### Image-backed grounding data
■ ■ ■ ■ ■ ■ ■

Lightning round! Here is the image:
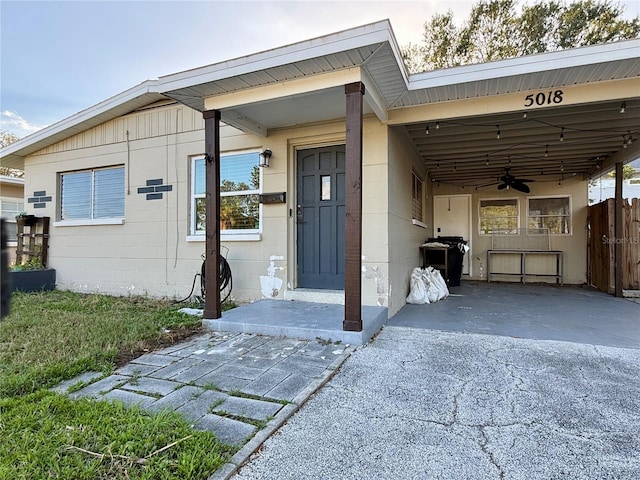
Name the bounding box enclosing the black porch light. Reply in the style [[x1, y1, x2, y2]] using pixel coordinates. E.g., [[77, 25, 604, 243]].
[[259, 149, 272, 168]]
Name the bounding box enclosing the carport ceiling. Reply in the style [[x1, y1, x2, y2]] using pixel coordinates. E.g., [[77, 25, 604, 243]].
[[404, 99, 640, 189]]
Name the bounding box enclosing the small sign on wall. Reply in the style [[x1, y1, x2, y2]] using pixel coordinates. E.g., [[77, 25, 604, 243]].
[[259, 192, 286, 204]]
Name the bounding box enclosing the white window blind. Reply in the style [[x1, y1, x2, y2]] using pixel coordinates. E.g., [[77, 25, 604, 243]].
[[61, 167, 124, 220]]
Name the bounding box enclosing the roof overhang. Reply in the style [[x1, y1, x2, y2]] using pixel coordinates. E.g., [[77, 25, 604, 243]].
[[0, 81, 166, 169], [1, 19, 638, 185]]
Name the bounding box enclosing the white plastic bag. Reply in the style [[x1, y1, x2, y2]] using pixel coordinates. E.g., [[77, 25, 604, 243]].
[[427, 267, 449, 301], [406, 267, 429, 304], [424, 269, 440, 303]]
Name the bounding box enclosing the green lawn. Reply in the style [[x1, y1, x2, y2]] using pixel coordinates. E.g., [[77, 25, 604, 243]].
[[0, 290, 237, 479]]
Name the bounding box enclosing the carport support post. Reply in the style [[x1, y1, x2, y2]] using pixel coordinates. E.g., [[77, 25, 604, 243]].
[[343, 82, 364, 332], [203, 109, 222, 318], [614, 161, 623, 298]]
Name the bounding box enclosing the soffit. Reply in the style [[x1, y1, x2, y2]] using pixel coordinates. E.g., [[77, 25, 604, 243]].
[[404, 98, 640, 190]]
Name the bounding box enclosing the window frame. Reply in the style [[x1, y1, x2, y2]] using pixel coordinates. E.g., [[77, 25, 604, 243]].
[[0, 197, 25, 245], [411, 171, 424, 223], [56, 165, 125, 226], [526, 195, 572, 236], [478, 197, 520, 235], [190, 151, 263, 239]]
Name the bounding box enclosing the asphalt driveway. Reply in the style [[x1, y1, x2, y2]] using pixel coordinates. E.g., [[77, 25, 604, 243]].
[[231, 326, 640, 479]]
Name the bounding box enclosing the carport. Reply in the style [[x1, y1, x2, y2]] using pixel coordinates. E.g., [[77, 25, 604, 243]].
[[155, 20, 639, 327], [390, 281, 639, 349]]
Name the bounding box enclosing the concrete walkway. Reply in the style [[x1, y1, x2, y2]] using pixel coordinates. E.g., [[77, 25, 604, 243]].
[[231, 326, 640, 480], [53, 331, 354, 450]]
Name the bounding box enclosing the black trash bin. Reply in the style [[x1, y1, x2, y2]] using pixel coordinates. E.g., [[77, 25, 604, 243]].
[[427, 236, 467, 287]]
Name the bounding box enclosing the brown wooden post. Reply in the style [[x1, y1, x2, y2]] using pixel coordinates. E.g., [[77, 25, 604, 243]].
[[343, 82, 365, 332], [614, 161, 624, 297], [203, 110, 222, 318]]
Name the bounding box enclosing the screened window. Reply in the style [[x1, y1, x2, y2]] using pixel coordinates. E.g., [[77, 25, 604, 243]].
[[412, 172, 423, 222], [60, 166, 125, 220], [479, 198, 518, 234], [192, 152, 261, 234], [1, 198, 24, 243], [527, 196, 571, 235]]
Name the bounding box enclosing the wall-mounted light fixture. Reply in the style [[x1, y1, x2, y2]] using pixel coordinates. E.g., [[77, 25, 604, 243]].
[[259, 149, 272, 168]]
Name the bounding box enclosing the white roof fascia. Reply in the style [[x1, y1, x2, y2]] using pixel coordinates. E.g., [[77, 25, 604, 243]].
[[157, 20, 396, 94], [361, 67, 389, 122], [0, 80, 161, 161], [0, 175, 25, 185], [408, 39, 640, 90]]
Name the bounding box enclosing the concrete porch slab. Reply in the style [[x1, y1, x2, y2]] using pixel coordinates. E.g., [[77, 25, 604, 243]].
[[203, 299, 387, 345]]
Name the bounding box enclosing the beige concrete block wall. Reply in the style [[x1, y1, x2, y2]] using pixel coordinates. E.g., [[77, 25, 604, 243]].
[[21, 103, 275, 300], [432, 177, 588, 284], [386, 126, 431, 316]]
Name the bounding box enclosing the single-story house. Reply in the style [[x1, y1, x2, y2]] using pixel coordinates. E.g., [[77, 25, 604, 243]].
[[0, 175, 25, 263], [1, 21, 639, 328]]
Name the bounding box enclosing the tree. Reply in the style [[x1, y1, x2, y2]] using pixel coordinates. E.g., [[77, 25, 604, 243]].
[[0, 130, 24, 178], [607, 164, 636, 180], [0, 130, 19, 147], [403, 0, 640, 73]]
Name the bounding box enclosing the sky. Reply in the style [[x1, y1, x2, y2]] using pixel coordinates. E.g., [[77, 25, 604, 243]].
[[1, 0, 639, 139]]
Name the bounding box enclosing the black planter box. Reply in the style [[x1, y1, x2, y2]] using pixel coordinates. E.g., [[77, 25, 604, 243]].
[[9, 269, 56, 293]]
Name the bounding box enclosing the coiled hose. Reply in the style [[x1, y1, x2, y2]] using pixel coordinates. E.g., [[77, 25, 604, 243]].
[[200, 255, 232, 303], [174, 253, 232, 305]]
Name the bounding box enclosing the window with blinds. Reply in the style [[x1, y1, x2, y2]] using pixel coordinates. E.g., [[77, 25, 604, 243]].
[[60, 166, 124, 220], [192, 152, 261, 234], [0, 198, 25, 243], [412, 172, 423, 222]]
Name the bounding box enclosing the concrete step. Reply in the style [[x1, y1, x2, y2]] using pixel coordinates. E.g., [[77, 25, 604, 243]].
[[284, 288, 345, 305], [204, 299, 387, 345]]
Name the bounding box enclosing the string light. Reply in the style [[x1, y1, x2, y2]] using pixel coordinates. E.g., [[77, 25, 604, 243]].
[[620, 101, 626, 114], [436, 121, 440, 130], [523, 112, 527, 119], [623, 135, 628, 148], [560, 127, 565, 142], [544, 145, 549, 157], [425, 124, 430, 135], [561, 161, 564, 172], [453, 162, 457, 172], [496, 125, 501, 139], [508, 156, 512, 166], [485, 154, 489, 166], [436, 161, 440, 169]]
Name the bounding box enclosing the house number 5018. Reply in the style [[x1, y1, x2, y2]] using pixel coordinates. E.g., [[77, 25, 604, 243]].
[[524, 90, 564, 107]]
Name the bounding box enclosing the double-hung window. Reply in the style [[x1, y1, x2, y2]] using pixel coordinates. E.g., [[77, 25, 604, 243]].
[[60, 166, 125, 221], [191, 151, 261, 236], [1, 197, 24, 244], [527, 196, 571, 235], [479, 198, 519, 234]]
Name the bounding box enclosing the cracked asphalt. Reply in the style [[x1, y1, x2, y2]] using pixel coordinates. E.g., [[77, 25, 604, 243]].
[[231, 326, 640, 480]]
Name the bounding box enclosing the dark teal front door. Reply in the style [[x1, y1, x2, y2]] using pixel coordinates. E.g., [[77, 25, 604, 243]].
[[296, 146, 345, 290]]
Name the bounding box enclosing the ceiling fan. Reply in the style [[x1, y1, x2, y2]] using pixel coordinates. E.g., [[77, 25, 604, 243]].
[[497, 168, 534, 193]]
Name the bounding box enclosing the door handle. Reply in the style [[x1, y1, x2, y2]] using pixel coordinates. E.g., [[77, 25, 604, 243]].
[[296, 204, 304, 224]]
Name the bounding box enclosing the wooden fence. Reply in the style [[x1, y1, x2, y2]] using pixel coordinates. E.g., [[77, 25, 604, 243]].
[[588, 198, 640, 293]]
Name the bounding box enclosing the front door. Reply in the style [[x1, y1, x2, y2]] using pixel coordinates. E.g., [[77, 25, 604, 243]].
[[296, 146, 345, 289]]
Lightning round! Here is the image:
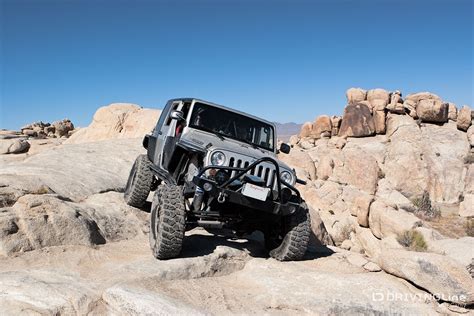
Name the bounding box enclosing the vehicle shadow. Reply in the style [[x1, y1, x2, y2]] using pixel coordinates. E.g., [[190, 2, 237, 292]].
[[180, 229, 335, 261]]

■ ■ ■ ■ ■ ■ ■

### Task instructions
Please return the lines from the line with "Name the bounding box enclosing the double-hung" through the last line of the data, both included, exactly, and without pictures.

### Problem solution
Name the bounding box enclosing the double-hung window. Reply in the style [[x1, y1, x2, y2]] using pixel coordinates. E.g., [[77, 25, 604, 243]].
[[60, 166, 125, 221], [191, 151, 261, 236], [1, 197, 24, 244], [527, 196, 571, 235], [479, 198, 519, 234]]
Name the bounding box enclosing the cracked asphalt. Reply in the style [[x1, y1, x2, y2]] using pixel coordinates. E.g., [[77, 25, 604, 243]].
[[231, 326, 640, 480]]
Name the bounding box enclosing the dark teal front door. Reply in the style [[x1, y1, x2, y2]] using pixel coordinates. E.g., [[77, 25, 604, 243]].
[[296, 146, 345, 290]]
Name the bounding box enclosing the ceiling fan. Reply in the style [[x1, y1, x2, y2]] using pixel coordinates. E.g., [[77, 25, 604, 243]].
[[497, 168, 534, 193]]
Name the bounding box enclosing the door handle. Reply in the style [[x1, y1, x2, y2]] using pixel coordinates. E.g., [[77, 25, 604, 243]].
[[296, 204, 304, 224]]
Name the bounding box enclosing the wooden fence. Reply in the style [[x1, y1, x2, y2]] using pixel coordinates. E.g., [[77, 25, 604, 243]].
[[588, 198, 640, 293]]
Name the bounding box enclosing the front door. Reply in the style [[x1, y1, x2, y2]] using pixel coordinates. E.g., [[77, 25, 604, 243]].
[[296, 146, 345, 289]]
Lightning round! Here is the image:
Name the bounding box enclosing the vehicle shadow. Reply in the style [[x1, y1, x2, y2]] using pixel coordinates. E.g., [[190, 2, 237, 292]].
[[180, 229, 335, 261]]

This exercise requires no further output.